## DIRECTIONS:
Output the records exactly as they appear, with no pictures included.

Stored data:
== == ==
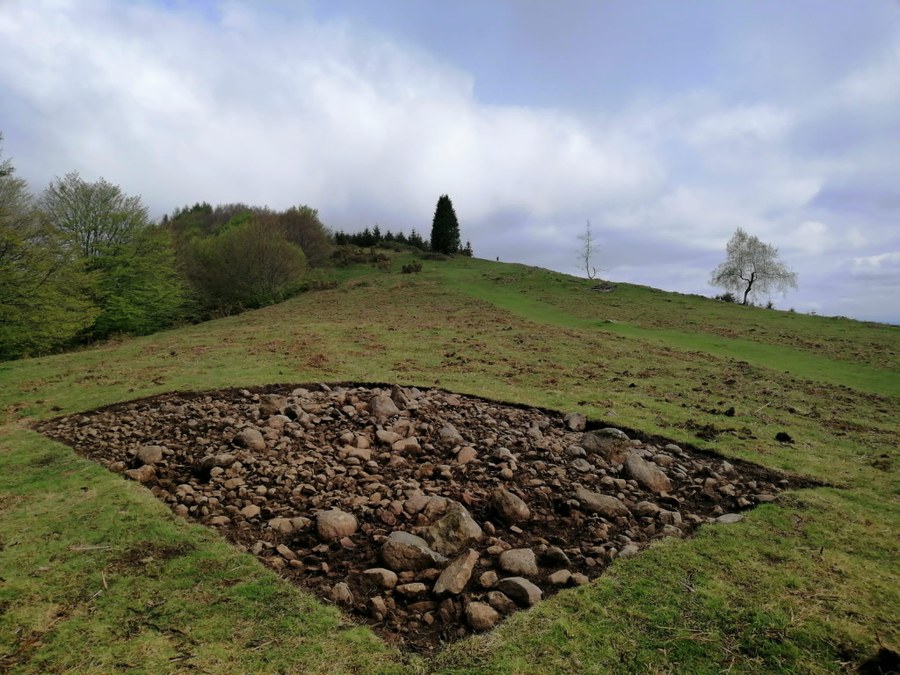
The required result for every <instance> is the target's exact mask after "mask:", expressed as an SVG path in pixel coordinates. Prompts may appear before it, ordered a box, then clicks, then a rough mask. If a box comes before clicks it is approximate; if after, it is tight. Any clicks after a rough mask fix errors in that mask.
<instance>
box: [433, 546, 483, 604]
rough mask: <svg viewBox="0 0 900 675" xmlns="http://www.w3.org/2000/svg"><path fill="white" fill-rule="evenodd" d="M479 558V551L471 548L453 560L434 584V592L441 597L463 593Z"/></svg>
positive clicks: (438, 577)
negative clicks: (465, 587) (478, 553)
mask: <svg viewBox="0 0 900 675" xmlns="http://www.w3.org/2000/svg"><path fill="white" fill-rule="evenodd" d="M478 558H479V554H478V552H477V551H473V550H472V549H469V550H468V551H466V552H465V553H463V554H462V555H461V556H459V557H458V558H456V559H455V560H454V561H453V562H451V563H450V564H449V565H448V566H447V568H446V569H445V570H444V571H443V572H441V576H439V577H438V580H437V583H435V585H434V594H435V595H436V596H438V597H440V596H442V595H459V594H460V593H462V592H463V589H464V588H465V587H466V584H467V583H469V579H470V578H471V577H472V570H473V569H475V563H476V562H477V561H478Z"/></svg>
== == ==
## EXERCISE RESULT:
The required result for every <instance> is the target's exact mask after "mask:", expressed as an SVG path in pixel coordinates. Prompts may appear before it, ordered a box, then clicks, then a rough mask. If a box comes before clicks it is approximate; if after, it is tight. Any clicks after a rough mask fix errors in that mask.
<instance>
box: [433, 546, 483, 604]
rough mask: <svg viewBox="0 0 900 675" xmlns="http://www.w3.org/2000/svg"><path fill="white" fill-rule="evenodd" d="M479 558V551L471 548L453 560L434 584V592L441 597L463 593Z"/></svg>
positive clicks: (438, 577)
negative clicks: (465, 587) (478, 553)
mask: <svg viewBox="0 0 900 675" xmlns="http://www.w3.org/2000/svg"><path fill="white" fill-rule="evenodd" d="M478 558H479V554H478V552H477V551H473V550H472V549H469V550H468V551H466V552H465V553H463V554H462V555H461V556H459V557H458V558H456V559H455V560H454V561H453V562H451V563H450V564H449V565H448V566H447V568H446V569H445V570H444V571H443V572H441V576H439V577H438V580H437V583H435V585H434V594H435V595H436V596H438V597H440V596H442V595H459V594H460V593H462V592H463V589H464V588H465V587H466V584H467V583H469V579H470V578H471V577H472V570H473V569H475V563H476V562H477V561H478Z"/></svg>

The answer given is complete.